## [Objective]
Substitute "place a point" for "drop a marker" everywhere in the data below, keeping every other line identical and omitting the pictures.

## [Records supplied]

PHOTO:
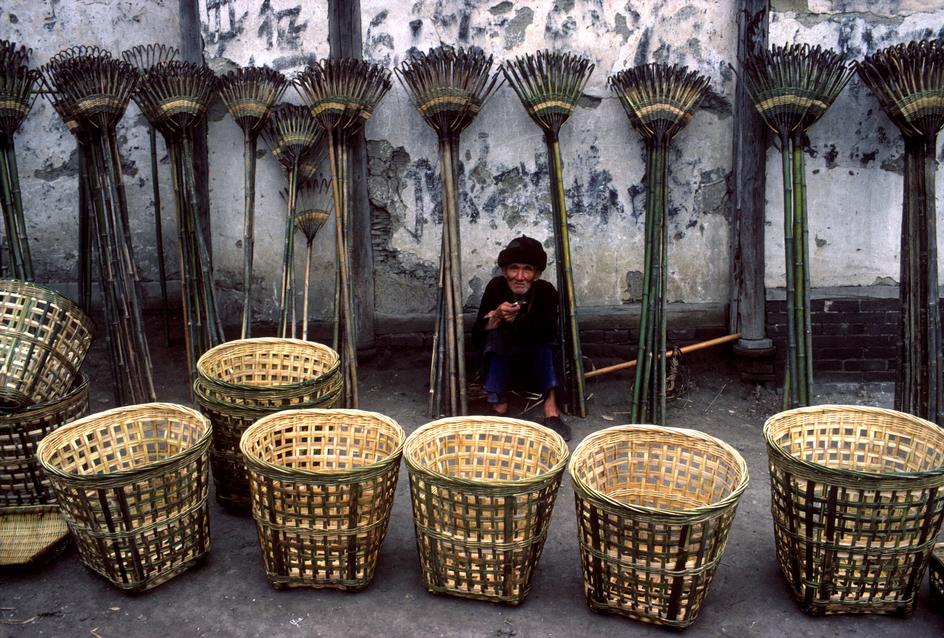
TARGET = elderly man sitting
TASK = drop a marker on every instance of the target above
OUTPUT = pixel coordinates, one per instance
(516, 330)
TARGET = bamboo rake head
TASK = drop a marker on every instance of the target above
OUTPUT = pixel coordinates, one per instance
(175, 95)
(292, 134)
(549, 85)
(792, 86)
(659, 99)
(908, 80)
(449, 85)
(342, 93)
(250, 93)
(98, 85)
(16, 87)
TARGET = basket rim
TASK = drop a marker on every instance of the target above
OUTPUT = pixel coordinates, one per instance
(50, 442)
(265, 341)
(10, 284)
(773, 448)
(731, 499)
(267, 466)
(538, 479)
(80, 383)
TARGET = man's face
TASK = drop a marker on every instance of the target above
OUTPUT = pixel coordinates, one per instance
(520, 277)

## [Response to the task]
PHOTO:
TARGET = elderly man sitting
TASK = place a point on every instance of the target above
OUTPUT = pixel coordinates, one per instance
(516, 330)
TARGET = bamboo rake head
TASK = place a point on every instance of the target above
OUTPUT = pixel coordinates, one per instance
(175, 95)
(292, 134)
(549, 85)
(792, 86)
(659, 99)
(908, 80)
(449, 85)
(342, 93)
(250, 93)
(98, 85)
(16, 87)
TARGET = basket rim
TASK = place a point on every instance of the target above
OUTPUT = pixel coordinates, one per instance
(50, 442)
(265, 341)
(10, 284)
(773, 448)
(731, 499)
(267, 466)
(538, 479)
(80, 383)
TARGET = man's face
TASK = place a point on every instance of the target above
OUTPUT = pixel coordinates, one per instance
(520, 277)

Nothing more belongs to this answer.